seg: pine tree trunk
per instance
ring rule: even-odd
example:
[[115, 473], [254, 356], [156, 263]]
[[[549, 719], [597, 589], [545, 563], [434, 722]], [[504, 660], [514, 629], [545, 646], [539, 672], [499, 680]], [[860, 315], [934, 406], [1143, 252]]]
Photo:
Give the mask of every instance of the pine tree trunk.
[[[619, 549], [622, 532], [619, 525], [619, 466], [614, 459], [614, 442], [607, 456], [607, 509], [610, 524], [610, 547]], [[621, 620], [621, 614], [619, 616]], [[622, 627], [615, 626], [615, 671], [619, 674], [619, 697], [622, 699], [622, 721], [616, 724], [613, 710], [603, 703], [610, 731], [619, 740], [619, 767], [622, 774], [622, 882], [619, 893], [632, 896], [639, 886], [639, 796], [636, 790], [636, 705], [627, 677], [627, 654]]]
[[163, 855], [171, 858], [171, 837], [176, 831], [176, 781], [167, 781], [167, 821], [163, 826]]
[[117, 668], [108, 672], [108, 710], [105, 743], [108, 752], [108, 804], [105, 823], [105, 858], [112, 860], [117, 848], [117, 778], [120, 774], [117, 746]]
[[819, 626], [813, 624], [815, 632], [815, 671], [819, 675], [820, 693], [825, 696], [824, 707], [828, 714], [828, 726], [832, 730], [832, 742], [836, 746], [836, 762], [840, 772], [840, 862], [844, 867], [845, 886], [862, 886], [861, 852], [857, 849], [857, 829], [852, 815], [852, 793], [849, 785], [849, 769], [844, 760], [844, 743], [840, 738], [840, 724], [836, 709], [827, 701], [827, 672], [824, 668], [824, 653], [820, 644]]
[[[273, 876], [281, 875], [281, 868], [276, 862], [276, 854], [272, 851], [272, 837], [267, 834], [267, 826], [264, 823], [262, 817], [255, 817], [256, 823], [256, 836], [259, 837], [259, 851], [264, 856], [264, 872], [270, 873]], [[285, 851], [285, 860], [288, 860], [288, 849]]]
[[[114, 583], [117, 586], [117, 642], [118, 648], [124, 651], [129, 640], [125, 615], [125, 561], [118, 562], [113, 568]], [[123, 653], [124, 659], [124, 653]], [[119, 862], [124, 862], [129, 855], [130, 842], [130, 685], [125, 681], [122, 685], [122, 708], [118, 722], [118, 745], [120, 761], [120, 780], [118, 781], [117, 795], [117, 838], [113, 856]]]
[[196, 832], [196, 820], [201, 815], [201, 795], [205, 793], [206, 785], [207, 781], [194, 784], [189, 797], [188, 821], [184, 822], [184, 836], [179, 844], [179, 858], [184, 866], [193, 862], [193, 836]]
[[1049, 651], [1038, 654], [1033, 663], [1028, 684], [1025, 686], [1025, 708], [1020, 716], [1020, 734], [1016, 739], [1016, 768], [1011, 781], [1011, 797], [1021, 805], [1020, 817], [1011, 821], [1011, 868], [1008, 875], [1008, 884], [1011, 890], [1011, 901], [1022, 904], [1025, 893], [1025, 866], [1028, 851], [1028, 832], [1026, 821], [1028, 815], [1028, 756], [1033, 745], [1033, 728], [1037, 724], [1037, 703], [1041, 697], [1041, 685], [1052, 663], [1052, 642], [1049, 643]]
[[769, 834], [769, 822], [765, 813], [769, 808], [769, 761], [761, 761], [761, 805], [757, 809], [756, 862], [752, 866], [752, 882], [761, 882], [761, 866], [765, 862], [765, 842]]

☆ ☆ ☆ ☆

Convert every line of the data above into a JSON list of strings, one string per line, and leave out blank lines.

[
  "seg: pine tree trunk",
  "per instance",
  "ring rule: even-odd",
  "example:",
  "[[115, 473], [254, 356], [156, 263]]",
  "[[[549, 719], [597, 589], [545, 563], [434, 722]], [[504, 660], [514, 629], [545, 646], [539, 672], [499, 680]], [[860, 315], [934, 406], [1143, 252]]]",
  "Photo:",
  "Give the mask of every instance of the pine tree trunk.",
  "[[[619, 549], [622, 532], [619, 525], [619, 466], [614, 459], [614, 442], [607, 456], [607, 509], [610, 524], [610, 547]], [[621, 620], [621, 614], [619, 616]], [[622, 627], [615, 626], [615, 671], [619, 674], [619, 697], [622, 699], [622, 721], [616, 724], [613, 710], [603, 703], [610, 731], [619, 740], [619, 767], [622, 774], [622, 882], [619, 893], [632, 896], [639, 886], [639, 796], [636, 790], [636, 705], [627, 677], [627, 654]]]",
  "[[163, 855], [171, 858], [171, 837], [176, 831], [176, 781], [167, 781], [167, 821], [163, 826]]",
  "[[117, 668], [108, 672], [108, 710], [105, 743], [108, 752], [108, 804], [105, 823], [105, 858], [112, 860], [117, 848], [117, 778], [120, 774], [117, 746]]",
  "[[819, 626], [813, 624], [815, 632], [815, 671], [819, 675], [820, 693], [825, 696], [824, 707], [828, 714], [828, 726], [832, 730], [832, 742], [836, 746], [836, 762], [840, 772], [840, 862], [844, 867], [845, 886], [862, 886], [861, 852], [857, 849], [857, 829], [852, 815], [852, 793], [849, 785], [849, 769], [844, 760], [844, 743], [840, 738], [840, 724], [836, 709], [827, 701], [827, 672], [824, 668], [824, 653], [820, 644]]",
  "[[[273, 876], [281, 875], [281, 868], [276, 862], [276, 854], [272, 851], [272, 837], [267, 834], [267, 826], [264, 823], [262, 817], [255, 817], [256, 823], [256, 836], [259, 837], [259, 851], [264, 856], [264, 872], [270, 873]], [[285, 851], [285, 860], [288, 860], [288, 849]]]",
  "[[[114, 583], [117, 586], [117, 642], [118, 648], [124, 651], [129, 640], [125, 615], [125, 561], [118, 562], [113, 568]], [[123, 653], [124, 659], [124, 653]], [[119, 862], [124, 862], [129, 855], [130, 842], [130, 685], [125, 681], [122, 685], [122, 708], [118, 722], [118, 745], [120, 761], [120, 780], [118, 781], [117, 795], [117, 838], [113, 856]]]",
  "[[196, 832], [196, 820], [201, 815], [201, 795], [205, 793], [206, 785], [207, 781], [194, 784], [189, 797], [188, 821], [184, 822], [184, 836], [179, 844], [179, 858], [184, 866], [193, 862], [193, 836]]",
  "[[1049, 651], [1038, 654], [1033, 663], [1028, 684], [1025, 686], [1025, 708], [1020, 716], [1020, 734], [1016, 739], [1016, 768], [1011, 781], [1011, 797], [1021, 805], [1020, 817], [1011, 821], [1011, 868], [1008, 875], [1008, 884], [1011, 890], [1011, 901], [1022, 904], [1025, 893], [1025, 866], [1028, 851], [1028, 832], [1026, 821], [1028, 815], [1028, 756], [1033, 745], [1033, 728], [1037, 724], [1037, 703], [1041, 697], [1041, 685], [1052, 663], [1052, 642], [1049, 643]]",
  "[[769, 834], [769, 822], [765, 813], [769, 808], [769, 761], [761, 761], [761, 805], [757, 809], [756, 862], [752, 866], [752, 882], [761, 882], [761, 866], [765, 862], [765, 842]]"
]